Image entries on named regions
========================

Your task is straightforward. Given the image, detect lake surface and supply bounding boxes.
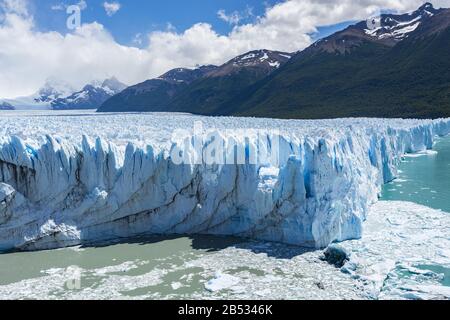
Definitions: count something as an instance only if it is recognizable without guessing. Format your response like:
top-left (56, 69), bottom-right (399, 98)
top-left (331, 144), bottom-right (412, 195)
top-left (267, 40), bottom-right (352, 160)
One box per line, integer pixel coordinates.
top-left (381, 138), bottom-right (450, 212)
top-left (0, 138), bottom-right (450, 299)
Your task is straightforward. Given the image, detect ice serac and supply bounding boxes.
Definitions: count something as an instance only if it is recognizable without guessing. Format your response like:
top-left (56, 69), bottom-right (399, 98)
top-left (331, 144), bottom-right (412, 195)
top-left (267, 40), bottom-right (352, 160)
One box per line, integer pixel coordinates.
top-left (0, 115), bottom-right (450, 250)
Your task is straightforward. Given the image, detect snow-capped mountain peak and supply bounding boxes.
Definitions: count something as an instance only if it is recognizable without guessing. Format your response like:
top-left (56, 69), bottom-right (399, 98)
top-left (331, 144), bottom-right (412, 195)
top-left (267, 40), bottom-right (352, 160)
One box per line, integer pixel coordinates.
top-left (51, 77), bottom-right (127, 110)
top-left (232, 50), bottom-right (291, 69)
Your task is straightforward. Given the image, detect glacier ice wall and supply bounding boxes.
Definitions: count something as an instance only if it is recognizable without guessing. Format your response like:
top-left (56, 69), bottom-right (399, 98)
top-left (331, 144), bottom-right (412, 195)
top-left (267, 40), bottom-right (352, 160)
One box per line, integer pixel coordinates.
top-left (0, 117), bottom-right (450, 250)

========================

Starting with the line that contains "Your task is straightforward. Given the image, detect glacier" and continuing through the end of the rows above, give each of those lines as a row of a Markdown table with columns "No." and "Text". Leave out blank lines and include nothing else.

| No. | Text |
|---|---|
| 1 | Your task is straightforward. Given the image, detect glacier ice wall and supply bounding boxes. |
| 2 | Definitions: count something as an instance only if it is recognizable without guessing. Format your response like: |
| 3 | top-left (56, 69), bottom-right (399, 98) |
| 4 | top-left (331, 144), bottom-right (412, 195) |
| 5 | top-left (267, 40), bottom-right (352, 160) |
| 6 | One box per line, integer pixel coordinates. |
| 7 | top-left (0, 117), bottom-right (450, 250) |